• [TEXT BLOCK]:
What are Accountable Care Organizations?
Before we delve into the world of ACOs, it is imperative to understand a key concept, Medicare. Medicare is a U.S. government plan devised to help people aged 65 and older with their health issues. It covers people with disabilities as well as people suffering from chronic diseases and end stage renal diseases.
With that explained, let’s get on to the main topic. Accountable Care Organizations are groups of doctors, hospitals, healthcare providers and others who voluntarily work together in order to provide top quality care to Medicare patients.
A key aspect of ACOs is that they are formed to ensure that people who are suffering from chronic diseases are provided healthcare at the right time without any delays. ACOs also make sure that there are no medical errors or duplication of services provided to patients.
The ACO model derives its profit after it succeeds in providing quality healthcare and spends its budget wisely. The savings resulting from efficient budget spending are then shared amongst the entities in the ACO model.
Requirements to be part of an ACO
As per the federal laws, four types of entities can become part of an ACO.
- ACO Professionals. For example, doctors of medicine or osteopathy, physician assistants, nurse practitioners, clinical nurse specialists in group practice arrangements.
- Networks of individual practices of ACO professionals.
- Partnerships or joint venture arrangements between hospitals and ACO professionals.
- Hospitals employing ACO professionals.
In addition to these, the Proposed Rule allows the following entities to be part of ACOs.
- Providers or suppliers specified under the Social Security Act (SSA) that are otherwise not ACO professionals or hospitals.
- Critical access hospitals that bill under Method II.

• [PROBLEMS TO WORK ON]:
a) Render this sentence from the passage on Accountable Care Organizations in Spanish: "Medicare is a U.S. government plan devised to help people aged 65 and older with their health issues."
b) Decide whether each statement agrees with the passage on Accountable Care Organizations, answering yes or no and quoting the words that settle it: (i) Members of an ACO join it voluntarily. (ii) Savings from efficient budget spending are returned to the federal government. (iii) Under the Proposed Rule, critical access hospitals that bill under Method II may be part of an ACO.
c) Go on with the passage on Accountable Care Organizations from its final line.
The lines that come next are separate material, apart from the passage on Accountable Care Organizations.

(Images for locating objects)
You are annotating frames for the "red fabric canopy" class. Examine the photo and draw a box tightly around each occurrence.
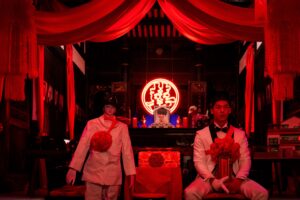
[35,0,155,45]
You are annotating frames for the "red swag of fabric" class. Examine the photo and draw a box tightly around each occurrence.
[265,0,300,100]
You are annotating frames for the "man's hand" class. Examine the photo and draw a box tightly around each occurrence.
[211,176,229,194]
[128,175,135,191]
[66,168,76,185]
[224,178,244,194]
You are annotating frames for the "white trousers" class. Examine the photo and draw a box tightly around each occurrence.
[84,182,121,200]
[184,177,269,200]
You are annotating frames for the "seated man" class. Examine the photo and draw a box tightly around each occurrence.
[184,93,268,200]
[150,107,174,128]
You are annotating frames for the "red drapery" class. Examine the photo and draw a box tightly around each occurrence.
[158,0,264,44]
[35,0,155,45]
[265,0,300,100]
[65,44,75,139]
[36,45,47,136]
[245,44,254,136]
[0,0,38,101]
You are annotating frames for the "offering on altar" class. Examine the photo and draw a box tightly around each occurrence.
[150,106,174,128]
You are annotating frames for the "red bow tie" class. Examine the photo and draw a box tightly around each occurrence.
[104,115,116,121]
[215,126,228,133]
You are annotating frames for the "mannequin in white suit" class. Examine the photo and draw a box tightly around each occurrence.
[66,96,136,200]
[184,93,268,200]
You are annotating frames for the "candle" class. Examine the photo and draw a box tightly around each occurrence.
[132,117,137,128]
[182,117,188,128]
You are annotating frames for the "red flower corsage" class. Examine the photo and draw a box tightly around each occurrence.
[90,131,112,152]
[205,127,240,162]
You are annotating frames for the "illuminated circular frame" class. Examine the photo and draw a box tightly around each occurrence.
[141,78,180,115]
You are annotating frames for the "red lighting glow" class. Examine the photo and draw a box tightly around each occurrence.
[141,78,180,114]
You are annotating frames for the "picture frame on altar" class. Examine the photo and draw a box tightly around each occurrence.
[111,82,127,93]
[188,81,207,114]
[150,106,174,128]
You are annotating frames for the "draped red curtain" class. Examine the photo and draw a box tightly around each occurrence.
[36,45,47,136]
[0,0,38,101]
[265,0,300,100]
[158,0,264,44]
[35,0,155,45]
[65,44,76,140]
[245,43,254,136]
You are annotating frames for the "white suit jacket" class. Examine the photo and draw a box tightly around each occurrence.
[194,126,251,180]
[69,116,136,185]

• [EXERCISE RESULTS]:
a) Medicare es un plan del gobierno de EE. UU. concebido para ayudar a las personas de 65 años o más con sus problemas de salud.

b)
(i) Yes: "who voluntarily work together in order to provide top quality care to Medicare patients"
(ii) No: "The savings resulting from efficient budget spending are then shared amongst the entities in the ACO model."
(iii) Yes: "Critical access hospitals that bill under Method II."

c)
Benefits of being an ACO
One of the biggest advantages of being a participant in the ACO model is that the entity will be able to capture more market share compared to those providing healthcare on the older model. In addition to this, entities in the ACO model will be able to share and manage their resources in a much more efficient way. Another important feature of being part of the ACO right now for the entities is that they will be able to survive because of the expected upcoming healthcare budget squeeze.
ACOs will revolutionize the industry in ways more than one. Since entities in the ACO will be working together, they will be able to understand each other well and will always refer a patient to someone in their own network. Its importance could be understood from the fact that although it is only a 7-page document in Obamacare, it is being debated a lot already.
Not only the entities will benefit from the ACO model, the patients will be the ultimate beneficiaries of this program. They will be subject to top quality treatment and care because of this model, will have the liberty to choose any doctor in the network and could even see a doctor outside the network without having to pay anything extra.
This model will ensure complete patient care because if ACOs do not provide that to patients, they will not be making any profit and might also stand to lose their contracts.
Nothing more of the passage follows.